**Job**
Return every line in the material below that contains the word "paving". Case counts, so match capital and lowercase letters as given.

-- Start Dataset excerpts --

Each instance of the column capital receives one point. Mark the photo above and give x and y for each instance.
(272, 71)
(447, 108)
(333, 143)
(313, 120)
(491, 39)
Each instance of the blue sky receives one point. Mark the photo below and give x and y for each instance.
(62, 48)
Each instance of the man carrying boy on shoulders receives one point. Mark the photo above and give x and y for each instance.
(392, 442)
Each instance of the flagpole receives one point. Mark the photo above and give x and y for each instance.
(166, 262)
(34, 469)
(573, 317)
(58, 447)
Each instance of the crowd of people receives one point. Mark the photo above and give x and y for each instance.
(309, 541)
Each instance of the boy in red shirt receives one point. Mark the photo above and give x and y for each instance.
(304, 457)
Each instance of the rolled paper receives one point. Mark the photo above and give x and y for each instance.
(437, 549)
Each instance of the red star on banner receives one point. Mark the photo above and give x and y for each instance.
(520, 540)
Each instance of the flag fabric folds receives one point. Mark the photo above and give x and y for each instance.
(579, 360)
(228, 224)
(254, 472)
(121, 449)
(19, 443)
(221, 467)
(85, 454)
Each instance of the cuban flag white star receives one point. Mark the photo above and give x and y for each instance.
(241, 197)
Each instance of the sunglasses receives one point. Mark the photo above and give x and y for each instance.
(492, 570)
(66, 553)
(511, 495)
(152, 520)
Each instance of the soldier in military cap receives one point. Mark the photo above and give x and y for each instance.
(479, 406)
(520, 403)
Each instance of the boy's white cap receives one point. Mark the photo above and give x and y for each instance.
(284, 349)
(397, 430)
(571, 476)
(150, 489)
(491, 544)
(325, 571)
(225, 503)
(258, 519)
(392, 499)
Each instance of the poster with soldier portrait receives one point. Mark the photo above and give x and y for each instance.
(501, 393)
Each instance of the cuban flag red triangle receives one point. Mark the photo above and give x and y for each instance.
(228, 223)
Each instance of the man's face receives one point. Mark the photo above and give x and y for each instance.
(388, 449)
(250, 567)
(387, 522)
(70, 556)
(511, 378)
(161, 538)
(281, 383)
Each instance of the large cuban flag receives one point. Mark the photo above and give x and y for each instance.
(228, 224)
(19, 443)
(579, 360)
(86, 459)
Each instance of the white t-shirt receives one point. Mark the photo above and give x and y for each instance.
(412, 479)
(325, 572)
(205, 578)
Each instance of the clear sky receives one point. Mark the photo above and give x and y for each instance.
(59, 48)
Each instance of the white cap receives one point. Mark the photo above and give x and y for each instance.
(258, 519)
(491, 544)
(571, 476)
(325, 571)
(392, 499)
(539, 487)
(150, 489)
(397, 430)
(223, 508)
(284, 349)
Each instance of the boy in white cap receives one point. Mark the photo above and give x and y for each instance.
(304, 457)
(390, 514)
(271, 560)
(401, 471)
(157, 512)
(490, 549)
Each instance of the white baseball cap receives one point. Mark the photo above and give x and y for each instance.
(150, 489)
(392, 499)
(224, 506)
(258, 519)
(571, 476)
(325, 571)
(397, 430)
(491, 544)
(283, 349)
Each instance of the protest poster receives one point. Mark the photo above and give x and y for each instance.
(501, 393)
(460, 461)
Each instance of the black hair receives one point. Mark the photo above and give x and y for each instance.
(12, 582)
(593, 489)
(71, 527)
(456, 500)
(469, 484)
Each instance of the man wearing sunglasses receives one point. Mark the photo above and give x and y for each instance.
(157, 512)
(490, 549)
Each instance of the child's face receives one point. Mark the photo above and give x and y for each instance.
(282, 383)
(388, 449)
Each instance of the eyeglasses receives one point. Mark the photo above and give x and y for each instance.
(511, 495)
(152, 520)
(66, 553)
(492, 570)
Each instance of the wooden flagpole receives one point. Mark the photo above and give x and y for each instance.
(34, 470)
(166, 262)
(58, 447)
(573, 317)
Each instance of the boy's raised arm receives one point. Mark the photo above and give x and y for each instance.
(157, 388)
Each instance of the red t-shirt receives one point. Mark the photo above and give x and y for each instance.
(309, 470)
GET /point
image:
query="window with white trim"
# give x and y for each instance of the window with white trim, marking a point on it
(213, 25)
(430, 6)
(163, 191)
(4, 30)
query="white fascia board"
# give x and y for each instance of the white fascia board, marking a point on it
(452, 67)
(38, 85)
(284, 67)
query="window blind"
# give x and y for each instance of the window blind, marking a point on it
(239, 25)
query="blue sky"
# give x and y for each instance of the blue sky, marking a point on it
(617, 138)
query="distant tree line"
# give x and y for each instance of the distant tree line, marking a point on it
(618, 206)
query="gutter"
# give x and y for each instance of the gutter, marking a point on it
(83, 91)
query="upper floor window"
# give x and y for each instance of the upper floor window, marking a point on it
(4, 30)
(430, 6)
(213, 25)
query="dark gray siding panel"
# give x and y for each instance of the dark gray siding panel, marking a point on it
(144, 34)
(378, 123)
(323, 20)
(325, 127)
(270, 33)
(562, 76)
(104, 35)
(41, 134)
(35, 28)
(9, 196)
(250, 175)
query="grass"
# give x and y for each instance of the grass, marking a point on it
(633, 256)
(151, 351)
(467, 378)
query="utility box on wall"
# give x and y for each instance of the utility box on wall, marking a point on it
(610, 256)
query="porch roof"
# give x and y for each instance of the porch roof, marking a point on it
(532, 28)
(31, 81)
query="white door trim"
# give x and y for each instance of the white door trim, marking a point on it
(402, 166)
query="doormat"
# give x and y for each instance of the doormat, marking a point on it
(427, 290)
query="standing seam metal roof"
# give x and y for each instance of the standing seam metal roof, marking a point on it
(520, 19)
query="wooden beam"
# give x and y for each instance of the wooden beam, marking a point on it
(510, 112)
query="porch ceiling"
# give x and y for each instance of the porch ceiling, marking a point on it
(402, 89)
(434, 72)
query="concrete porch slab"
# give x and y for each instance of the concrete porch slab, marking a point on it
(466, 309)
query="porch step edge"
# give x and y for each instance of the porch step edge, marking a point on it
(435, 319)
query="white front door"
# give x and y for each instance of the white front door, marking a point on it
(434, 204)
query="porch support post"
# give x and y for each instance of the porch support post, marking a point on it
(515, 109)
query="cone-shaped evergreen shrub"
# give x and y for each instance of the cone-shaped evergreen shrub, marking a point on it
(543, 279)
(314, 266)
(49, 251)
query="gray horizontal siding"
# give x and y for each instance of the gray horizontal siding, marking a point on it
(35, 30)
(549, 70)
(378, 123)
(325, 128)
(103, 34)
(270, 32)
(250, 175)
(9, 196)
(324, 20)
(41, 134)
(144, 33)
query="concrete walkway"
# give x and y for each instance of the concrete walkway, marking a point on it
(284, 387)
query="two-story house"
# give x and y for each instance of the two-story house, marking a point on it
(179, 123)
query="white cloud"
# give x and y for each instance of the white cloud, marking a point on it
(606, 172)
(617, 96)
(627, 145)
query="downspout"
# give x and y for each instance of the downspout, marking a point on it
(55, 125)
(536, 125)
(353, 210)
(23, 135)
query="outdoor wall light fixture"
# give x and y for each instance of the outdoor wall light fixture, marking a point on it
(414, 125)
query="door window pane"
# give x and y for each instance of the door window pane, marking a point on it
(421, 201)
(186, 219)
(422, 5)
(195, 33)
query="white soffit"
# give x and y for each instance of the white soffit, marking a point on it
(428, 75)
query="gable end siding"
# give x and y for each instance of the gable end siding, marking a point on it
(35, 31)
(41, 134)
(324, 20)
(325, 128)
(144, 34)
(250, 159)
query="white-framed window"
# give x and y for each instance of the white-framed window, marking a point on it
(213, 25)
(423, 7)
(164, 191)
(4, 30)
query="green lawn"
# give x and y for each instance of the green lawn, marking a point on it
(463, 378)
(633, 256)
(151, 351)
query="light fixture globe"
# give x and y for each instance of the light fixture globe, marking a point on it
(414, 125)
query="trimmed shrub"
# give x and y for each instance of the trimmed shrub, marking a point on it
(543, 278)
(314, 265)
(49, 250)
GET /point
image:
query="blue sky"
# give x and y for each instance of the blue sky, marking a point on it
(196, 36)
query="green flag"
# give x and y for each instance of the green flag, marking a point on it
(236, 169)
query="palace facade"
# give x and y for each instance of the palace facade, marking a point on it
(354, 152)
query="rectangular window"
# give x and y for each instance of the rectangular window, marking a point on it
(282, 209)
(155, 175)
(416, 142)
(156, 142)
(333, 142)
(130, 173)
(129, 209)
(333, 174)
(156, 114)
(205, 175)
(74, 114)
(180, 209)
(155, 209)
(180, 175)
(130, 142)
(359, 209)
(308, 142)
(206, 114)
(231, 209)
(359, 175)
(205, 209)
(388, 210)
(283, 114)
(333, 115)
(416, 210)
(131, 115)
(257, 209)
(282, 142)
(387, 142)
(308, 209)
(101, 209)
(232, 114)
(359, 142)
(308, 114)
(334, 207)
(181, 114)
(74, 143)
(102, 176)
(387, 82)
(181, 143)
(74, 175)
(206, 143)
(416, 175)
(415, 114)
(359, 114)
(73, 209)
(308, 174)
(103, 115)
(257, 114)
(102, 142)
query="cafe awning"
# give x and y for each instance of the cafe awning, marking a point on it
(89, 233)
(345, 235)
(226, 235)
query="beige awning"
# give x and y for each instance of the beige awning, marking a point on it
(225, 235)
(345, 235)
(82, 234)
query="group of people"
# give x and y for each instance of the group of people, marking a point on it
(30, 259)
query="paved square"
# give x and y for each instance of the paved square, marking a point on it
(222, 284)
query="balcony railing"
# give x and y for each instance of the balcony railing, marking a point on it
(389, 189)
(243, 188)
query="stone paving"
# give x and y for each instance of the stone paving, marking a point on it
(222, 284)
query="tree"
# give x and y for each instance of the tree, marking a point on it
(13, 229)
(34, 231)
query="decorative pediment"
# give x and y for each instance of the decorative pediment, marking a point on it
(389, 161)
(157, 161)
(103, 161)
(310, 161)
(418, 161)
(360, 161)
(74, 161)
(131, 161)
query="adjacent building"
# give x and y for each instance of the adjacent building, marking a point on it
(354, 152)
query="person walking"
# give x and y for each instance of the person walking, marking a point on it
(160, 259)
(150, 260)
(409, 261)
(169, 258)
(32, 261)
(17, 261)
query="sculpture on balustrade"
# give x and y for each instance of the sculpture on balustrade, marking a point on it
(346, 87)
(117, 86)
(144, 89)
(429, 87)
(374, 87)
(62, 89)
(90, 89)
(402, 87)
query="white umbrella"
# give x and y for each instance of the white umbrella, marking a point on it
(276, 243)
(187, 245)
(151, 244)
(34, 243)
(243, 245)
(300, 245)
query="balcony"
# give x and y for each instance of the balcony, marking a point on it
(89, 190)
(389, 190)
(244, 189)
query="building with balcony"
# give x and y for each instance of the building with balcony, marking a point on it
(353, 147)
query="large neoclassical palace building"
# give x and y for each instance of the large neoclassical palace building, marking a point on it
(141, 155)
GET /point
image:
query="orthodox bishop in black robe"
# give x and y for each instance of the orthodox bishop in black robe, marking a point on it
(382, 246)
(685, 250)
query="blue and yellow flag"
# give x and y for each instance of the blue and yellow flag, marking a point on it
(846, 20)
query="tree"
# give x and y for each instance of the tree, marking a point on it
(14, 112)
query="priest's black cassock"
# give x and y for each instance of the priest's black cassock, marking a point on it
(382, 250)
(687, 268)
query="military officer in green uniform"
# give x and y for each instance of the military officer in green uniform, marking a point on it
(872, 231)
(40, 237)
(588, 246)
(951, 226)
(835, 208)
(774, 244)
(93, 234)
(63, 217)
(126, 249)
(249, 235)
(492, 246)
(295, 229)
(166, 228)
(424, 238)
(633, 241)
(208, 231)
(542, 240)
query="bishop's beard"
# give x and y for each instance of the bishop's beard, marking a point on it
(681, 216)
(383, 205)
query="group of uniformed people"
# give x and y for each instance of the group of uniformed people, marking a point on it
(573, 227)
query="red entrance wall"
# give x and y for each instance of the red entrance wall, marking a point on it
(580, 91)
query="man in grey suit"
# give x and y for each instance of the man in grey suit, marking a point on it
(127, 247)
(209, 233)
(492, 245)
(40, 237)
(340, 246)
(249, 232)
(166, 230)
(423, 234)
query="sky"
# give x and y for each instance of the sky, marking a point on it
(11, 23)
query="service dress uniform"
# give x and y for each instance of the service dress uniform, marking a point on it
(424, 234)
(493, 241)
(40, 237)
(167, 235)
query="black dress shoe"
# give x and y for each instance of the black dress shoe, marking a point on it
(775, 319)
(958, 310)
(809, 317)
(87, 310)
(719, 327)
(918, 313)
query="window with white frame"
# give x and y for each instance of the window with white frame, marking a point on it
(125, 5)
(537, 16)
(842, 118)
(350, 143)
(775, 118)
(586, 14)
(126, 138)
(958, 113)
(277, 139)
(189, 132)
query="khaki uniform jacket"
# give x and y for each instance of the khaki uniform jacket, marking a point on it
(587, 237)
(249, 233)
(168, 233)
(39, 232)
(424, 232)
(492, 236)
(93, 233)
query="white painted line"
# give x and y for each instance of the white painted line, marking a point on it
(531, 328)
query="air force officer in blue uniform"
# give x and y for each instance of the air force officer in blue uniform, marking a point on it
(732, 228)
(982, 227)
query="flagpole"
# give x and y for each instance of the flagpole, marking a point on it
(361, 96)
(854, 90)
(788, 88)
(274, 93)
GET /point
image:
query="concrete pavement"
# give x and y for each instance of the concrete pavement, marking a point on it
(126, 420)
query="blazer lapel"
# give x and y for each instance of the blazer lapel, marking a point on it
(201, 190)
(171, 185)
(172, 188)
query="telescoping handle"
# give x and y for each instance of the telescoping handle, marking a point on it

-- End Dataset excerpts --

**Finished task**
query="stone paving"
# give x and y for each instance of the stone paving, marking a point on it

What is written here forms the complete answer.